In the listing that follows, the range to quote begins at the line that has "Target: white wall" and ends after the line that has "In the photo above, where can the open"; quote it verbatim and add nothing.

Start of Supplied data

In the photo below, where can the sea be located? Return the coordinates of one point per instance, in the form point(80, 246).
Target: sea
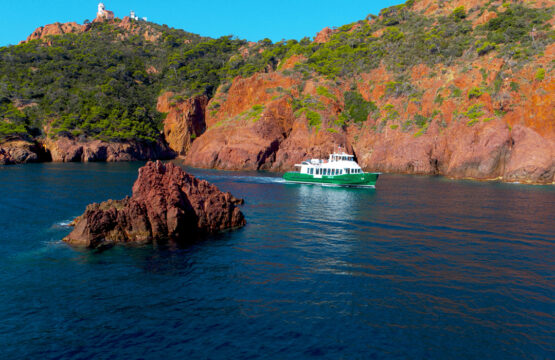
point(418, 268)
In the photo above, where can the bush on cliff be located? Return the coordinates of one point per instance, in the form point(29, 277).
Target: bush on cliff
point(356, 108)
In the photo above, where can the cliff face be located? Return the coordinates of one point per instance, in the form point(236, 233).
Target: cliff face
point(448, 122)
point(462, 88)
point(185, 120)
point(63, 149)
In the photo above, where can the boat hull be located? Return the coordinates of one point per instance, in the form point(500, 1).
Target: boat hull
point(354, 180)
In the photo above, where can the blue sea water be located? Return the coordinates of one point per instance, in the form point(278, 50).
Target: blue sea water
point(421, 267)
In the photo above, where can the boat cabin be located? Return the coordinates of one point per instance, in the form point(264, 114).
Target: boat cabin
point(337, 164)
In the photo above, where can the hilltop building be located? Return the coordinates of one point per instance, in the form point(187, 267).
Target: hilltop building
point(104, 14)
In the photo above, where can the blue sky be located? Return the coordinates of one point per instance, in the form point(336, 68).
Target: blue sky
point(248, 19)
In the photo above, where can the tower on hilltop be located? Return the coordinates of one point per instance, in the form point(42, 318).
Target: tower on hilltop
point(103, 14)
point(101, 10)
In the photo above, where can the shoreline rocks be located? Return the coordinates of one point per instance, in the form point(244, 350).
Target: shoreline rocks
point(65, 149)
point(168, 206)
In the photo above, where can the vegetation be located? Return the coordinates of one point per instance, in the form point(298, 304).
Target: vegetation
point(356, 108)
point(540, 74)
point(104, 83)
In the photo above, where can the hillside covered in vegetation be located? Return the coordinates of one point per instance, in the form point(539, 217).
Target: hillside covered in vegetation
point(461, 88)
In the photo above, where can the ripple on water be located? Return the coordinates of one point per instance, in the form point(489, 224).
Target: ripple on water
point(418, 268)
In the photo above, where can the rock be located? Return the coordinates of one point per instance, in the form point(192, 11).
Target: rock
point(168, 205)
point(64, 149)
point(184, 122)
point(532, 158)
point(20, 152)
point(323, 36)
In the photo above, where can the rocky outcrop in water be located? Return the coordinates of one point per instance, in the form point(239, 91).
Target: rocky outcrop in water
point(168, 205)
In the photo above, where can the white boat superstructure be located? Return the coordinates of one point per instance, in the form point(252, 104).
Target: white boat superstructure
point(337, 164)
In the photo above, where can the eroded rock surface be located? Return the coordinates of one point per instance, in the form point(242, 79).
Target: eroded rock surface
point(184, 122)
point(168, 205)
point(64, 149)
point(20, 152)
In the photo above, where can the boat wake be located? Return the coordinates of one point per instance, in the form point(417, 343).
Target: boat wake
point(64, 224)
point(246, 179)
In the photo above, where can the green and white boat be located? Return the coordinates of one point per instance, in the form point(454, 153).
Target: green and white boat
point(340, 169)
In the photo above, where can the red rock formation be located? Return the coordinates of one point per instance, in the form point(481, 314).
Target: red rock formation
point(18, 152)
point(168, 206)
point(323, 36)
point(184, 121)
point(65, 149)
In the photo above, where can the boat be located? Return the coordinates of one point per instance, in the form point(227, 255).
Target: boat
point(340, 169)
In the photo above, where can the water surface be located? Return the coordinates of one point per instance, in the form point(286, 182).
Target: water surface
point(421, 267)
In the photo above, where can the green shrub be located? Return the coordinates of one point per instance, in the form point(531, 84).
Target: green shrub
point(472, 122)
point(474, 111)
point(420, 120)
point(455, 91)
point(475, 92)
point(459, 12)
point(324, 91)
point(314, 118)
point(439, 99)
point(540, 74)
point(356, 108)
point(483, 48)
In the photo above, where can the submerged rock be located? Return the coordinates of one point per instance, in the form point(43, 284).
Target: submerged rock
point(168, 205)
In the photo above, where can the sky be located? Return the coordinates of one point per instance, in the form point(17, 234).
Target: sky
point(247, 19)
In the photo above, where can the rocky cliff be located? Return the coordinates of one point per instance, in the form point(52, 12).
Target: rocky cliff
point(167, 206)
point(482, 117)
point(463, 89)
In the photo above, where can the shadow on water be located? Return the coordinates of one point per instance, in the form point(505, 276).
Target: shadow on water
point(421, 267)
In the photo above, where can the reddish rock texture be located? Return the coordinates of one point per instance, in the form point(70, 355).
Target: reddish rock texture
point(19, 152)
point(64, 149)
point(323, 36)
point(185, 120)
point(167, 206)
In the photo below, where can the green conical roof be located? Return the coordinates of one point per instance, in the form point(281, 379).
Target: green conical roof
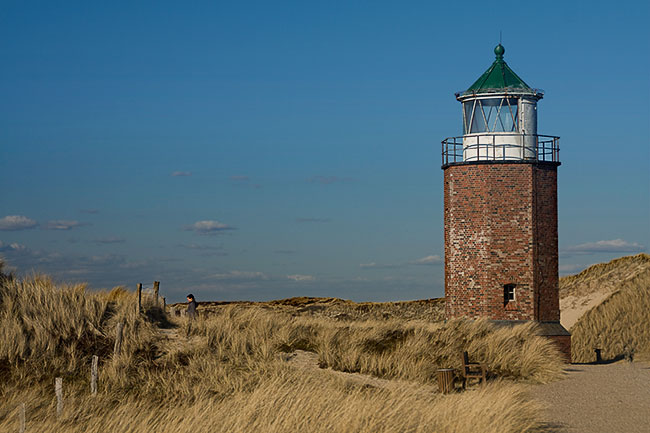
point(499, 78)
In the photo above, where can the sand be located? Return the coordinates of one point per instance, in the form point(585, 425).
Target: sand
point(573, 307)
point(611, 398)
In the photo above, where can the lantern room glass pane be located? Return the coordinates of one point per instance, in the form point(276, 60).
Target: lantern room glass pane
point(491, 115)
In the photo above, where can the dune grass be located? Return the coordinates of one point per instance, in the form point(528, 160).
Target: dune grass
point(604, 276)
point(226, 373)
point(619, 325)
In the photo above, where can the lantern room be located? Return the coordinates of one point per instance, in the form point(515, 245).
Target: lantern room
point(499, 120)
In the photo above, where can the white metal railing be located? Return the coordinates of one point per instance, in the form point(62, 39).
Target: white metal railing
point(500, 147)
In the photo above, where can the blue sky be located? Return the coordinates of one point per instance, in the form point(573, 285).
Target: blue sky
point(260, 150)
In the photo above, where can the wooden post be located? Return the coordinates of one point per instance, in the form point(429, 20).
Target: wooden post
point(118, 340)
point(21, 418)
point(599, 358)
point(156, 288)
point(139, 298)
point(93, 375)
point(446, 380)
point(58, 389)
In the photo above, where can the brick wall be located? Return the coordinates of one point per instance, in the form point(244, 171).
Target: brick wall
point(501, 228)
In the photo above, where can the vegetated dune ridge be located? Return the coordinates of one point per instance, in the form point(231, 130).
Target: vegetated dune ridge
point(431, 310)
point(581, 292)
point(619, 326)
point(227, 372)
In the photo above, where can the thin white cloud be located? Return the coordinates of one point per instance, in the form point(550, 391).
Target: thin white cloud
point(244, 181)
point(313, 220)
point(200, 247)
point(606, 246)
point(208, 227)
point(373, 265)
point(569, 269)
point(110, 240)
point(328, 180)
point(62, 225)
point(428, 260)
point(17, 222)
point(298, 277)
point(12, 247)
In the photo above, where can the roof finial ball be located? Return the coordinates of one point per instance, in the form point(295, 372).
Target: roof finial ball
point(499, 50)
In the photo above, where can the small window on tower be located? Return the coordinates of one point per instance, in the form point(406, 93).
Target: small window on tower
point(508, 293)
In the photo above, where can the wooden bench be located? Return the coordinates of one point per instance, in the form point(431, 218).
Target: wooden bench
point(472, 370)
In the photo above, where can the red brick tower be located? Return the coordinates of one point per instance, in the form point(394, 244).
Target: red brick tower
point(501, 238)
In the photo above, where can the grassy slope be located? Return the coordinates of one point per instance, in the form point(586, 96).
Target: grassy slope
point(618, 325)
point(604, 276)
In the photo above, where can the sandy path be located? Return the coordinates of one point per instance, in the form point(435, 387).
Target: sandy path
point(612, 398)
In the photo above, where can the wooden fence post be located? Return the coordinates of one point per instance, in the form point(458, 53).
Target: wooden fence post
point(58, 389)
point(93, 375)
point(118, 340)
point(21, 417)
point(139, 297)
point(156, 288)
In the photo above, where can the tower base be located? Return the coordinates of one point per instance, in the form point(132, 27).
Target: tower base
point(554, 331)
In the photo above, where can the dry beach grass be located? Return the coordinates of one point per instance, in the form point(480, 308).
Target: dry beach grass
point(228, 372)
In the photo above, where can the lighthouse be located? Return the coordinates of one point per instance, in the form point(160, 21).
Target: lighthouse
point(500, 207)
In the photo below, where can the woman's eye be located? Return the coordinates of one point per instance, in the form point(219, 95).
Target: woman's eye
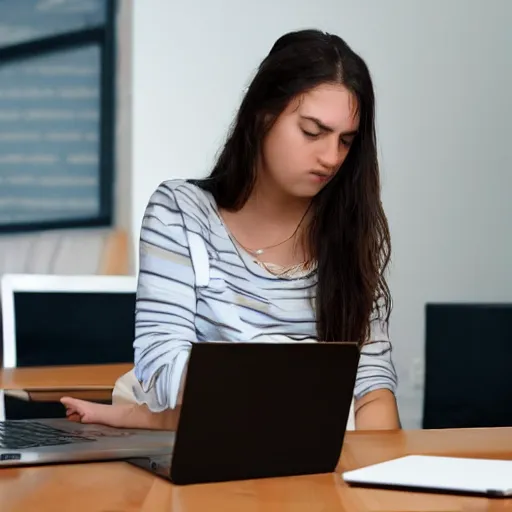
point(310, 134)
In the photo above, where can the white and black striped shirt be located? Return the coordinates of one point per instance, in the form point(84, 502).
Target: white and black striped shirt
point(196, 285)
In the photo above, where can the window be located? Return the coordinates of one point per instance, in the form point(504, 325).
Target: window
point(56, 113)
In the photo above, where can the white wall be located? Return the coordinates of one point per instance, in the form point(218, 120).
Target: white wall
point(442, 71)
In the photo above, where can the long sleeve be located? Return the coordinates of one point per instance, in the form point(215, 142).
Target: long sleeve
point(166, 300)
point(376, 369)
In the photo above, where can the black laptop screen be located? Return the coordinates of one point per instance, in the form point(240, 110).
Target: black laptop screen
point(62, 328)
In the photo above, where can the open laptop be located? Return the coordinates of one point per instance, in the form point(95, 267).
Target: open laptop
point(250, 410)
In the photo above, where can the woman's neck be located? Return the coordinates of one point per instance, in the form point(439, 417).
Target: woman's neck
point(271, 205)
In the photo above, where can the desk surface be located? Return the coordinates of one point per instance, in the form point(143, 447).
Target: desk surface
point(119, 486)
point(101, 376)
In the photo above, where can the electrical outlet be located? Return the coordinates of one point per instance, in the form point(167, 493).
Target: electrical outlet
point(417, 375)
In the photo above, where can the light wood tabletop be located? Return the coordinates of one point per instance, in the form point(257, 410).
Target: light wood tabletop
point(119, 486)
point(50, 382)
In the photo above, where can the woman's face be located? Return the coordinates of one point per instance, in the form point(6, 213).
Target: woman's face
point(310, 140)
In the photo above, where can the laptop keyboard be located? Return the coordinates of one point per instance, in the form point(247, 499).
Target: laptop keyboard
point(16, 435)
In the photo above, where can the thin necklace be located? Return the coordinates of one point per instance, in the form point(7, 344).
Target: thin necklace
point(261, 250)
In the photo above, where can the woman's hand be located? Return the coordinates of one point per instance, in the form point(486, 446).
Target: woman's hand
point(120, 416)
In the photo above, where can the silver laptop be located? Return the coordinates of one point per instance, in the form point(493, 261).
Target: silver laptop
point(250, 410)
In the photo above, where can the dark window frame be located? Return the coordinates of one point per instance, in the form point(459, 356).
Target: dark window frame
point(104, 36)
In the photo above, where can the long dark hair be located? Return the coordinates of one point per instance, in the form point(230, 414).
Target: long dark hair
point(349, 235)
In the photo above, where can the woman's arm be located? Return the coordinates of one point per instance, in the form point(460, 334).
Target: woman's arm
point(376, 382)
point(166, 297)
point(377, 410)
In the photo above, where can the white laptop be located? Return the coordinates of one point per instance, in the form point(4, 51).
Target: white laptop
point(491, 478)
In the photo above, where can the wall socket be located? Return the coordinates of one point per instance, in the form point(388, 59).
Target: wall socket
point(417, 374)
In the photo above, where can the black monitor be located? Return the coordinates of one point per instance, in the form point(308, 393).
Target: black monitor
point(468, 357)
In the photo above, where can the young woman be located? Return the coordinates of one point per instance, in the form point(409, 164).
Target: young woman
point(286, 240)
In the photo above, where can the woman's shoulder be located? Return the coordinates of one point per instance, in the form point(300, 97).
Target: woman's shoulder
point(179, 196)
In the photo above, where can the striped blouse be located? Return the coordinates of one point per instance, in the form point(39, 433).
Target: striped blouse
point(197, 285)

End of Supplied data

◆ Answer box ◆
Target: white wall
point(442, 71)
In the photo above, where can the long sleeve be located? Return the coordinates of one point per instance, in the form point(215, 142).
Target: long sleeve
point(166, 300)
point(376, 369)
In the photo above, where can the black laptop screen be located? Return the coordinates of one point per instance, in the form point(240, 110).
Target: black laptop screen
point(62, 328)
In the photo above, where can the open laptop be located? Return the coordinates of one point per instance, in the form point(95, 267).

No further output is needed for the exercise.